Your objective:
Locate each line below that contains the string "rough", with case counting, and copy every such line in full.

Source records:
"""

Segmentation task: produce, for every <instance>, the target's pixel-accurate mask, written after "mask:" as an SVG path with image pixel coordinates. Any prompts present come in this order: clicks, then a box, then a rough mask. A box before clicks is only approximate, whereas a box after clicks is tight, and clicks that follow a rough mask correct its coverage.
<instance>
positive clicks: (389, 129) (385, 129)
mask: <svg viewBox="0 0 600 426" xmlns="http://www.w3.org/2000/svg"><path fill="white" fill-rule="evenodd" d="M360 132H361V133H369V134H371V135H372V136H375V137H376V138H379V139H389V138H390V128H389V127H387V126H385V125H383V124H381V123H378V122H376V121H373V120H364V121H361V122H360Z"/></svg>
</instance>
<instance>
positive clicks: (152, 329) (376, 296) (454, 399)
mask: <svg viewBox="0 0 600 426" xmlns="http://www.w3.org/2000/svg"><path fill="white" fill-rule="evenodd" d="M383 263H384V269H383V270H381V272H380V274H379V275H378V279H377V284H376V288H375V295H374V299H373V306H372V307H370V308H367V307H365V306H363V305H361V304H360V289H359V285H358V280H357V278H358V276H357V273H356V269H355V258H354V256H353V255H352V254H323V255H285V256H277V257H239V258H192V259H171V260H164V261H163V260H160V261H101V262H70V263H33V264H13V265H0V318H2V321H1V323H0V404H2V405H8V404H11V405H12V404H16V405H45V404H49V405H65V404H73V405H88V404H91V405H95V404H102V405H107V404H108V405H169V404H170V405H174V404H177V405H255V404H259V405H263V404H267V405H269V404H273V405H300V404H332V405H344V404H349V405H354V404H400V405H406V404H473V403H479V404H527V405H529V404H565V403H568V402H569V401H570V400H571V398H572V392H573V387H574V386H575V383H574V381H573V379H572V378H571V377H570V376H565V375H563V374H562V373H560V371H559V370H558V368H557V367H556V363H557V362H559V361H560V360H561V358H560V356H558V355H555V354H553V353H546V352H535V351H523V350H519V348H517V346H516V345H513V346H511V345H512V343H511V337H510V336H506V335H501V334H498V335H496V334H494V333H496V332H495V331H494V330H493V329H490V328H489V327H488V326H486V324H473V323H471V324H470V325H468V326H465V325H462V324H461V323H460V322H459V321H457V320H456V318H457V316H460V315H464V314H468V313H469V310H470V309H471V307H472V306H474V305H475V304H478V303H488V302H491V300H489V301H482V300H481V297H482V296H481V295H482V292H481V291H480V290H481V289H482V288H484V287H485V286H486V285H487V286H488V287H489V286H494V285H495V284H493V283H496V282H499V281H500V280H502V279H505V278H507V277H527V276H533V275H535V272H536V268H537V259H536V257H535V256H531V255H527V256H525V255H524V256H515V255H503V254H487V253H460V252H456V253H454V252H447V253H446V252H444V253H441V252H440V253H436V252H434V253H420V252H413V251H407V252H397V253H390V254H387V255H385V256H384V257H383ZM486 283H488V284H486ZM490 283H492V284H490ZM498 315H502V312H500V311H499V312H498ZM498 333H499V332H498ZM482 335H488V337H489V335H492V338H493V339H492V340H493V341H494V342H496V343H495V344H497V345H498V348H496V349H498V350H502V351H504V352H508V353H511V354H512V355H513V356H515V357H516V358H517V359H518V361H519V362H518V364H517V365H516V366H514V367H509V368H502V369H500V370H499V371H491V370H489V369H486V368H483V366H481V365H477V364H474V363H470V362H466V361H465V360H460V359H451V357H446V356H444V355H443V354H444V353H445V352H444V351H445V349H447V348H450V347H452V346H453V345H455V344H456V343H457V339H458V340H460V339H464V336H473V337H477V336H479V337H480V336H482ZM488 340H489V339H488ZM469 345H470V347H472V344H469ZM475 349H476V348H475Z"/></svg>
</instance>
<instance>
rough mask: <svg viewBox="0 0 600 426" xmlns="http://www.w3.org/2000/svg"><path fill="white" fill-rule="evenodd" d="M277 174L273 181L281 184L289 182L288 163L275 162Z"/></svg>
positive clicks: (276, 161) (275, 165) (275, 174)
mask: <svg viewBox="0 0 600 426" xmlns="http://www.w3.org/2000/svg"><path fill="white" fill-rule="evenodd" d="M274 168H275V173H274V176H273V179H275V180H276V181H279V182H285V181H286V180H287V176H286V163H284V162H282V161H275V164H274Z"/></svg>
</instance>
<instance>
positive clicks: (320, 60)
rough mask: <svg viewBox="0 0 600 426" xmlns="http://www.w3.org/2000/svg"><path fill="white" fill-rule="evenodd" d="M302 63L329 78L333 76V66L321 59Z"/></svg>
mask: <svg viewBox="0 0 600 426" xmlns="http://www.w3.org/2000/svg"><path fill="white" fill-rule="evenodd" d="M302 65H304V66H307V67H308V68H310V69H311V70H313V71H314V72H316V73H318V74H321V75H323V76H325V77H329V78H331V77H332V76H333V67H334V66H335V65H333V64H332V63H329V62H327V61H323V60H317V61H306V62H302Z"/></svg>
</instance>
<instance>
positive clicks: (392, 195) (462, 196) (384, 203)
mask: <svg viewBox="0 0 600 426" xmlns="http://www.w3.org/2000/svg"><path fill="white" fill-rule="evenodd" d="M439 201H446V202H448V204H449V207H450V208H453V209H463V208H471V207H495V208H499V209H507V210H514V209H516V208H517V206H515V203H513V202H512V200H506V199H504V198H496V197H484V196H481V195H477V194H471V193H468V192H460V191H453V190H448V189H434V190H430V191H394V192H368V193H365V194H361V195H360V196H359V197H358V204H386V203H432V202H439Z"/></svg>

"""

Reply:
Segmentation task: produce, for every <instance>, the target's pixel-accurate mask, written after "mask:" as an SVG path with image pixel coordinates. Any prompts present come in this order: clicks, then a box, then a rough mask. A box before clicks is only approximate, whereas a box after clicks is tight, and clicks that follow a rough mask correct its coverage.
rough mask: <svg viewBox="0 0 600 426" xmlns="http://www.w3.org/2000/svg"><path fill="white" fill-rule="evenodd" d="M277 174L273 181L281 184L289 182L288 163L275 162Z"/></svg>
rough mask: <svg viewBox="0 0 600 426" xmlns="http://www.w3.org/2000/svg"><path fill="white" fill-rule="evenodd" d="M302 63L329 78L333 76V66L321 59Z"/></svg>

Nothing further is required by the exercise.